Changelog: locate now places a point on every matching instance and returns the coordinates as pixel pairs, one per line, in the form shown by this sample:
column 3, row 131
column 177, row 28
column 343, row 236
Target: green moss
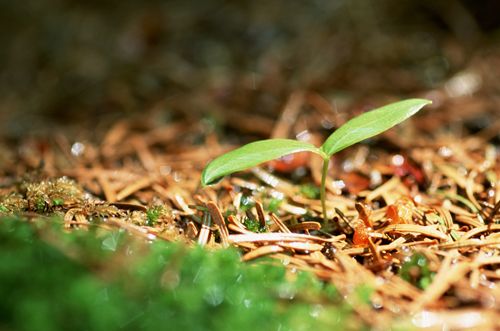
column 141, row 286
column 274, row 204
column 416, row 271
column 246, row 203
column 310, row 191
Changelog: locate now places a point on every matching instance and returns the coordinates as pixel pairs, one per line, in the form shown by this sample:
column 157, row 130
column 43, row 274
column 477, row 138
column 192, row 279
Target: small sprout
column 154, row 213
column 246, row 203
column 253, row 225
column 364, row 293
column 310, row 191
column 57, row 202
column 355, row 130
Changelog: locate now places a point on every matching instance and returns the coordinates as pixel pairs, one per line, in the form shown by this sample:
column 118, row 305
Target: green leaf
column 371, row 123
column 251, row 155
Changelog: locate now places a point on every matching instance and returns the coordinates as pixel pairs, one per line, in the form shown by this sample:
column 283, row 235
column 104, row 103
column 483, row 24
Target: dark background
column 85, row 64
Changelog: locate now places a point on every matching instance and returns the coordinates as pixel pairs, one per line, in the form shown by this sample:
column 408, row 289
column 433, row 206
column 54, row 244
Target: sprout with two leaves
column 359, row 128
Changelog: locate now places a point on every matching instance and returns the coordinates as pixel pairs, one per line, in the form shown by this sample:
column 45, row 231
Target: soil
column 119, row 138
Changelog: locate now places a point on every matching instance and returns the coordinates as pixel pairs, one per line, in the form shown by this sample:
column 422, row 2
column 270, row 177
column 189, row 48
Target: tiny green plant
column 359, row 128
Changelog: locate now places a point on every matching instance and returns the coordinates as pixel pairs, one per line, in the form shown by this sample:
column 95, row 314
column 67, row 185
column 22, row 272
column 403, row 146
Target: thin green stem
column 324, row 173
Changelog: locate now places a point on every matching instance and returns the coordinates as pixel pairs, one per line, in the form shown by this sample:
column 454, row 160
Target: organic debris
column 417, row 224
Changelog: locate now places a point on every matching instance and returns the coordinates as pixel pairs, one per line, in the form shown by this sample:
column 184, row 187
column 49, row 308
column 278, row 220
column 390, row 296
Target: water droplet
column 77, row 149
column 214, row 295
column 316, row 311
column 286, row 291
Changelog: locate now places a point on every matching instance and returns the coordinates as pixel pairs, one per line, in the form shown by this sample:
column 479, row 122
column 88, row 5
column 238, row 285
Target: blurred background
column 80, row 65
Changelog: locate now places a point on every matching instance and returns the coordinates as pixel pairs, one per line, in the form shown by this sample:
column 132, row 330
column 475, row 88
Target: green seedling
column 355, row 130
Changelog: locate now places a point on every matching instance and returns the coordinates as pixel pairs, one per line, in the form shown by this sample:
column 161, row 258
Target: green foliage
column 246, row 203
column 416, row 271
column 253, row 225
column 274, row 204
column 310, row 191
column 157, row 286
column 355, row 130
column 251, row 155
column 371, row 123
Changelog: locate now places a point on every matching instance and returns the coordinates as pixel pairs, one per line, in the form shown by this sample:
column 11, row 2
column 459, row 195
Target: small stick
column 219, row 221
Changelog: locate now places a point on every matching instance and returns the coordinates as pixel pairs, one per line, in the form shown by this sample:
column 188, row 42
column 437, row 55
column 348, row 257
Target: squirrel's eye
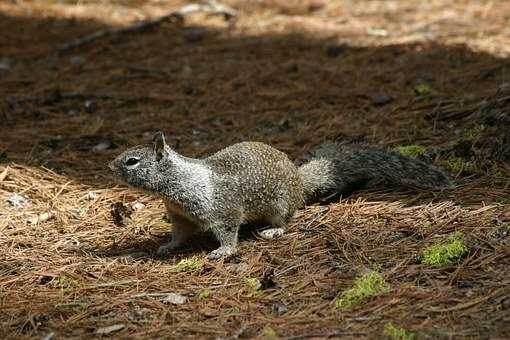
column 132, row 161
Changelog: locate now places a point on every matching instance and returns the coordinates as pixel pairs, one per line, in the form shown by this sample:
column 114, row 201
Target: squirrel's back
column 259, row 178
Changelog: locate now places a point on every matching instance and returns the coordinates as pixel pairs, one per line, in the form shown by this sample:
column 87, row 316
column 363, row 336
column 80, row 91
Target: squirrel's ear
column 159, row 144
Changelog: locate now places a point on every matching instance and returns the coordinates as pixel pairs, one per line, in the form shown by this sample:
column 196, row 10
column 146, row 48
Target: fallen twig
column 211, row 6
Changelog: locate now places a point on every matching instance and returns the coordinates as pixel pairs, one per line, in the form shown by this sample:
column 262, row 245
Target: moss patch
column 397, row 333
column 472, row 133
column 366, row 286
column 189, row 265
column 447, row 253
column 412, row 150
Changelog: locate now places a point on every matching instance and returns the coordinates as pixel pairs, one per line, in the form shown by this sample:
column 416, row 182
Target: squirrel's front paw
column 220, row 252
column 271, row 233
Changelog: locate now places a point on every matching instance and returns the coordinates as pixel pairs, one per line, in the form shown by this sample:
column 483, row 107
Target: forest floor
column 434, row 74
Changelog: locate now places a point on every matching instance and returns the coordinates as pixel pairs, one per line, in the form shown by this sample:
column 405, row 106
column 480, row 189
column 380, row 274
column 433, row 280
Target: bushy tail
column 335, row 168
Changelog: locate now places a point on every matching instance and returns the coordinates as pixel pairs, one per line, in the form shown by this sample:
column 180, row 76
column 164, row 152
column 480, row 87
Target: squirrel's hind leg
column 277, row 229
column 226, row 231
column 182, row 229
column 278, row 225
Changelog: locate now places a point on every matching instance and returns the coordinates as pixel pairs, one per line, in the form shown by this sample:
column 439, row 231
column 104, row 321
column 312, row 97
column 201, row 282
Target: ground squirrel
column 252, row 181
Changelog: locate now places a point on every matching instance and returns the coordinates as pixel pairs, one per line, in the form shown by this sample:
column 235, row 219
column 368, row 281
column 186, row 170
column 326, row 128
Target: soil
column 77, row 250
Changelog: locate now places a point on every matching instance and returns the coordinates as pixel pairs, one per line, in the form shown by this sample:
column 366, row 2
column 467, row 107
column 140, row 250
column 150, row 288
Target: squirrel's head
column 141, row 166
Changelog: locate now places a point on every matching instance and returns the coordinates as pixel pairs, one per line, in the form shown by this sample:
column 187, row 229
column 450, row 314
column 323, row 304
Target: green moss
column 253, row 286
column 446, row 253
column 189, row 265
column 424, row 90
column 412, row 150
column 205, row 294
column 366, row 286
column 497, row 175
column 397, row 333
column 458, row 164
column 269, row 333
column 472, row 133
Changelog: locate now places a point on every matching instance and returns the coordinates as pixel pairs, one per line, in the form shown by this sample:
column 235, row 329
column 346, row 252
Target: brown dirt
column 291, row 74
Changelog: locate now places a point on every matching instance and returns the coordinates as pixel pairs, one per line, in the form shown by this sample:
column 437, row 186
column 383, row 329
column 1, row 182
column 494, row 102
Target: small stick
column 210, row 6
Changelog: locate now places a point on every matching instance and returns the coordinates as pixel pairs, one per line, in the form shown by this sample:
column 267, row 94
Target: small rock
column 17, row 200
column 284, row 124
column 334, row 50
column 110, row 329
column 381, row 99
column 173, row 298
column 90, row 106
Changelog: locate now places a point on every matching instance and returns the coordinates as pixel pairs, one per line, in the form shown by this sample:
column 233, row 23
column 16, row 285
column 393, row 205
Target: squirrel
column 254, row 182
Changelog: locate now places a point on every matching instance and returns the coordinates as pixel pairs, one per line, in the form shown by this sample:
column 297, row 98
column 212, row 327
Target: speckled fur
column 252, row 181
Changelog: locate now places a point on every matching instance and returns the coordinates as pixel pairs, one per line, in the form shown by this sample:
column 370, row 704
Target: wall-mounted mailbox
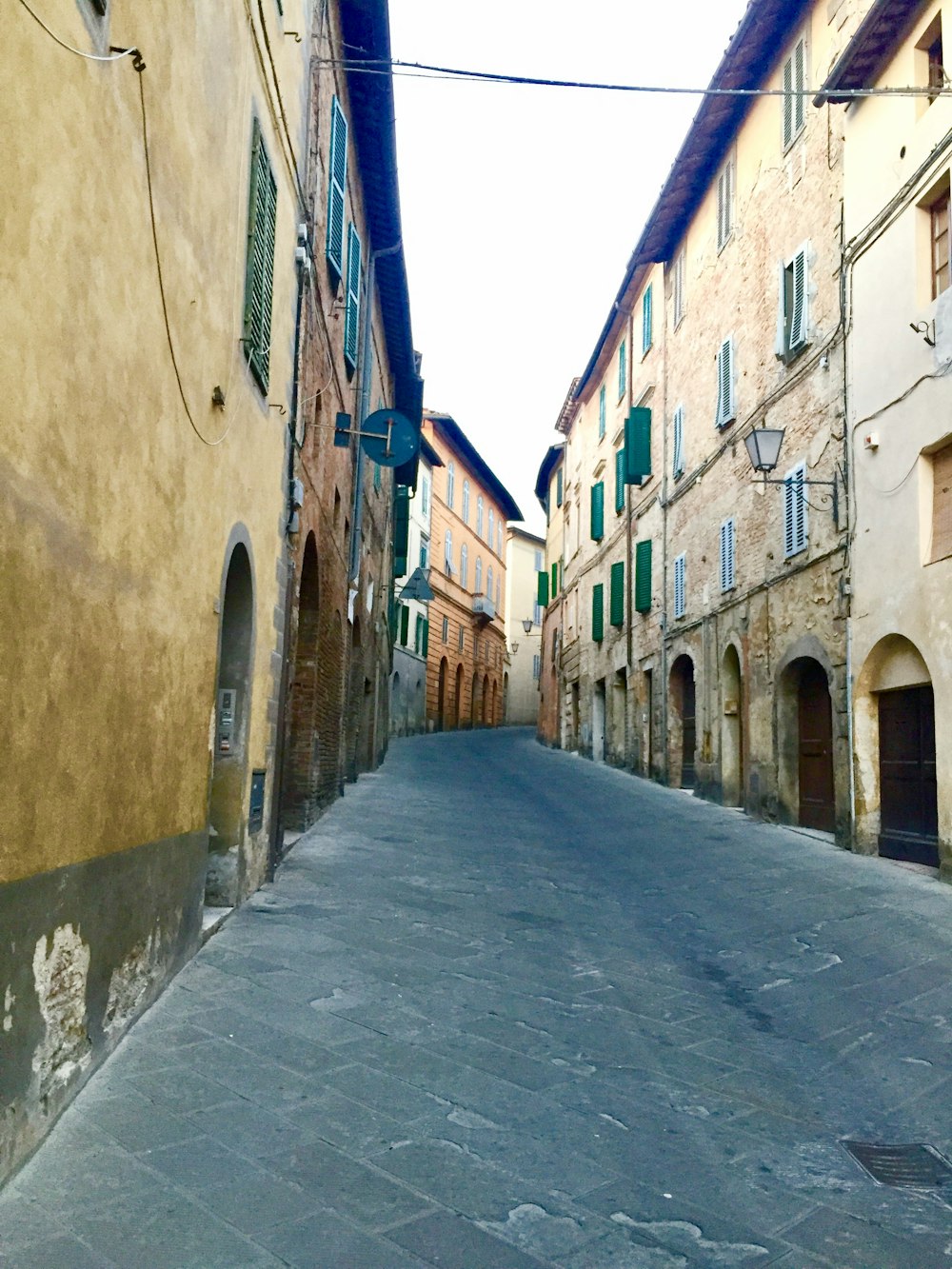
column 227, row 721
column 255, row 810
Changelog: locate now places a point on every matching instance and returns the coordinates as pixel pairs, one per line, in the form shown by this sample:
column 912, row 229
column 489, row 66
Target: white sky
column 521, row 206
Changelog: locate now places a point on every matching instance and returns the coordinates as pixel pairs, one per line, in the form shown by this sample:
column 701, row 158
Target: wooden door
column 909, row 819
column 815, row 727
column 688, row 732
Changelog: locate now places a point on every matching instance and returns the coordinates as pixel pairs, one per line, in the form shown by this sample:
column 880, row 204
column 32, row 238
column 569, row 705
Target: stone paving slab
column 503, row 1009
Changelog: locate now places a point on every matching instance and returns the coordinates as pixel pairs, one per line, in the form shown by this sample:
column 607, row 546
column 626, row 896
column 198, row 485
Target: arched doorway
column 805, row 744
column 442, row 696
column 731, row 730
column 684, row 723
column 895, row 734
column 303, row 761
column 232, row 712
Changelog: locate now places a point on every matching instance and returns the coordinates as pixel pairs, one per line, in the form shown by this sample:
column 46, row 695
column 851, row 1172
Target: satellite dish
column 388, row 438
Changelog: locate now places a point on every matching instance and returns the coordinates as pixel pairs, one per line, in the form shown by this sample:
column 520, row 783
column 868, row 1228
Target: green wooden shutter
column 402, row 529
column 617, row 595
column 598, row 510
column 598, row 618
column 337, row 189
column 352, row 315
column 643, row 576
column 259, row 267
column 638, row 446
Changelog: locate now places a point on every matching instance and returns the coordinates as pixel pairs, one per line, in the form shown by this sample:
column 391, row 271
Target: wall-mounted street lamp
column 764, row 450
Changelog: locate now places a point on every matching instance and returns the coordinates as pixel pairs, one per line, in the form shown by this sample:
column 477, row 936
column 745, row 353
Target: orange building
column 465, row 644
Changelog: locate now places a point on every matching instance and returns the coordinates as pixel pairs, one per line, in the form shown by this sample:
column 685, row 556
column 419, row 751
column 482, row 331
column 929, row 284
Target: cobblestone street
column 506, row 1008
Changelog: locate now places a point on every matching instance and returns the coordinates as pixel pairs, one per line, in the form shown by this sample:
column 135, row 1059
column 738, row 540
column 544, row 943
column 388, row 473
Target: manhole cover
column 916, row 1166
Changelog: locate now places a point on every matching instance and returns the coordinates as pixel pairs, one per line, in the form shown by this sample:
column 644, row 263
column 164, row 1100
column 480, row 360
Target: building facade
column 525, row 557
column 465, row 643
column 897, row 396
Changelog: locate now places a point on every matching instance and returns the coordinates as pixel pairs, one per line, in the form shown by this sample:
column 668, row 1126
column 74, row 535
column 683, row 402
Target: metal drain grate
column 913, row 1166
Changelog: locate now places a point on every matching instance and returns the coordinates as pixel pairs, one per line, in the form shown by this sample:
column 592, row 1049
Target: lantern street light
column 764, row 446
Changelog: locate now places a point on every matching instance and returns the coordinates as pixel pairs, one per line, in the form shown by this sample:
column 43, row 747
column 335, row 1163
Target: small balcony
column 484, row 609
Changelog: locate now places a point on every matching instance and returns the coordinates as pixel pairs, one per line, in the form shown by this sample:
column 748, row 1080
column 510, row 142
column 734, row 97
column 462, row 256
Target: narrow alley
column 506, row 1008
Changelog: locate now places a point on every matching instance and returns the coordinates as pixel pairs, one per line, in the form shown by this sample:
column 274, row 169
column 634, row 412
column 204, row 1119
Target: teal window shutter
column 352, row 313
column 259, row 266
column 646, row 321
column 638, row 446
column 598, row 618
column 337, row 189
column 402, row 529
column 598, row 510
column 616, row 614
column 643, row 576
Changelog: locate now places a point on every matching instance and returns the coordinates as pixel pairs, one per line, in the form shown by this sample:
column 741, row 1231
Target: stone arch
column 893, row 667
column 303, row 761
column 682, row 732
column 806, row 787
column 731, row 728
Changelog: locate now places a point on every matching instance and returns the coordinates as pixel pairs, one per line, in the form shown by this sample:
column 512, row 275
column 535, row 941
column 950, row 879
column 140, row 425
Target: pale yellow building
column 899, row 423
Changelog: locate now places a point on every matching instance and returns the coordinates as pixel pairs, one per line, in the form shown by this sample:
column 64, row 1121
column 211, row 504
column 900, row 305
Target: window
column 725, row 203
column 939, row 217
column 337, row 189
column 643, row 576
column 598, row 620
column 352, row 313
column 598, row 511
column 259, row 266
column 726, row 555
column 942, row 504
column 678, row 462
column 680, row 576
column 616, row 602
column 726, row 406
column 794, row 98
column 792, row 323
column 678, row 289
column 794, row 511
column 646, row 321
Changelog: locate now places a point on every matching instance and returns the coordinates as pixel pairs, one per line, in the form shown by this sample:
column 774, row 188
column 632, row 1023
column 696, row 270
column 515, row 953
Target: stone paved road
column 505, row 1008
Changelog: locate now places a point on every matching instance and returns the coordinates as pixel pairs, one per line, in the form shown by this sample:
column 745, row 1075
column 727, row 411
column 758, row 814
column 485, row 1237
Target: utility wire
column 90, row 57
column 423, row 69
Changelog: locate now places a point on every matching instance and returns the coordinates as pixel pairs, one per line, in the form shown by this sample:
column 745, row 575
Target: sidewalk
column 502, row 1009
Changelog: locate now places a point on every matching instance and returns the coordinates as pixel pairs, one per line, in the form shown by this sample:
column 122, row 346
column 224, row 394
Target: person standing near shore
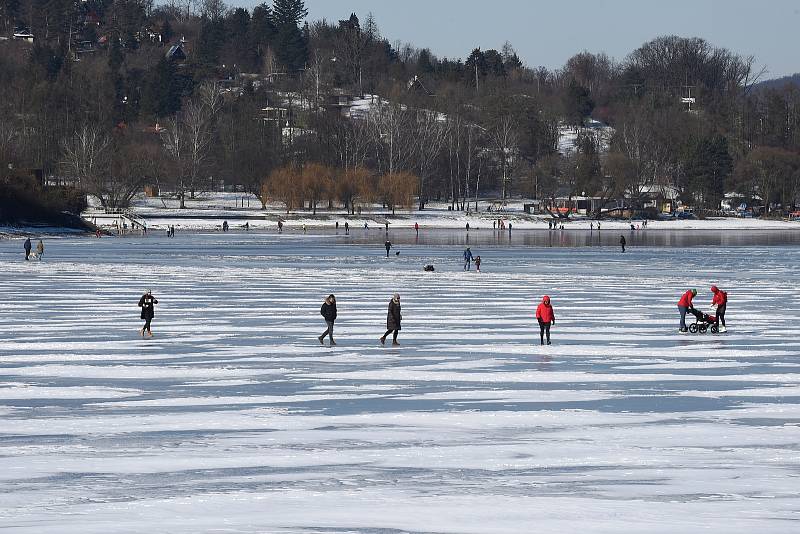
column 328, row 312
column 467, row 259
column 393, row 318
column 546, row 317
column 720, row 301
column 147, row 304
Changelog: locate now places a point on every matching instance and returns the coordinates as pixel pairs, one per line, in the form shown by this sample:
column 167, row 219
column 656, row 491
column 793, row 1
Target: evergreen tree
column 291, row 43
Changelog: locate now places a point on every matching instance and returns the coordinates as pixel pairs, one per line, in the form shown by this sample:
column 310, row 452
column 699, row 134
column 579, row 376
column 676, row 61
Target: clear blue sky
column 548, row 33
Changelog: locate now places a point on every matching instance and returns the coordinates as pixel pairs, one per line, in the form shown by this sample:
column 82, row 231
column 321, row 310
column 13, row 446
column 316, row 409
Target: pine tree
column 292, row 45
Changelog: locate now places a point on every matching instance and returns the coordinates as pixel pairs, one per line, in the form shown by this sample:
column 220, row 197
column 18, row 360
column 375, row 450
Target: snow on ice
column 233, row 418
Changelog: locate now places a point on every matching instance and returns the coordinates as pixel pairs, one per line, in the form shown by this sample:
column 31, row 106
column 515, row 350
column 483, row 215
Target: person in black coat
column 393, row 318
column 147, row 304
column 328, row 312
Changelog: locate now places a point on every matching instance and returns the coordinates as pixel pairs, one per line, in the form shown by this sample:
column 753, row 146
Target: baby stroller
column 703, row 322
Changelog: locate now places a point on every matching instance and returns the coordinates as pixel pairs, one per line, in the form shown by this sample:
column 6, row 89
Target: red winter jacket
column 544, row 312
column 720, row 297
column 686, row 299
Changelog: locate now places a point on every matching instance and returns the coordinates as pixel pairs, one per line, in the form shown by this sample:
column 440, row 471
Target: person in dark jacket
column 328, row 312
column 467, row 259
column 147, row 304
column 546, row 316
column 393, row 318
column 720, row 300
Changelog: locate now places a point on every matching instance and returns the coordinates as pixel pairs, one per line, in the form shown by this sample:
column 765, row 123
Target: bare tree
column 84, row 158
column 188, row 138
column 398, row 189
column 352, row 185
column 316, row 181
column 391, row 126
column 505, row 140
column 430, row 135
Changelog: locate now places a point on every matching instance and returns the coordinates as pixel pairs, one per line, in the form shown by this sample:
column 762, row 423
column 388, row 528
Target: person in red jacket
column 683, row 306
column 720, row 301
column 546, row 317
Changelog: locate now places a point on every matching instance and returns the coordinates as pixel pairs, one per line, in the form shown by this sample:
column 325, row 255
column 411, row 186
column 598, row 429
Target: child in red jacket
column 546, row 317
column 720, row 301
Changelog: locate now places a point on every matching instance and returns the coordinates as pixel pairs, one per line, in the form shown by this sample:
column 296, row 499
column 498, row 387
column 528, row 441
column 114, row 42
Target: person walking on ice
column 147, row 304
column 328, row 311
column 546, row 317
column 393, row 318
column 720, row 301
column 683, row 306
column 467, row 259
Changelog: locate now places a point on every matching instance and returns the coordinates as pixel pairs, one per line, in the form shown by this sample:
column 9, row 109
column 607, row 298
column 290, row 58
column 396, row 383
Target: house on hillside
column 23, row 34
column 416, row 86
column 340, row 104
column 177, row 52
column 275, row 114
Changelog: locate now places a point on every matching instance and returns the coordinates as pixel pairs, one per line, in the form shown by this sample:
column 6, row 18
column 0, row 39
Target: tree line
column 112, row 95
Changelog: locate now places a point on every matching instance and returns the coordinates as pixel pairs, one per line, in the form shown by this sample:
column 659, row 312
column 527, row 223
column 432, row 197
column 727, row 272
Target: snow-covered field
════════════════════
Return every line above that contains the word "window".

■ **Exercise result**:
Target: teal window shutter
Target: window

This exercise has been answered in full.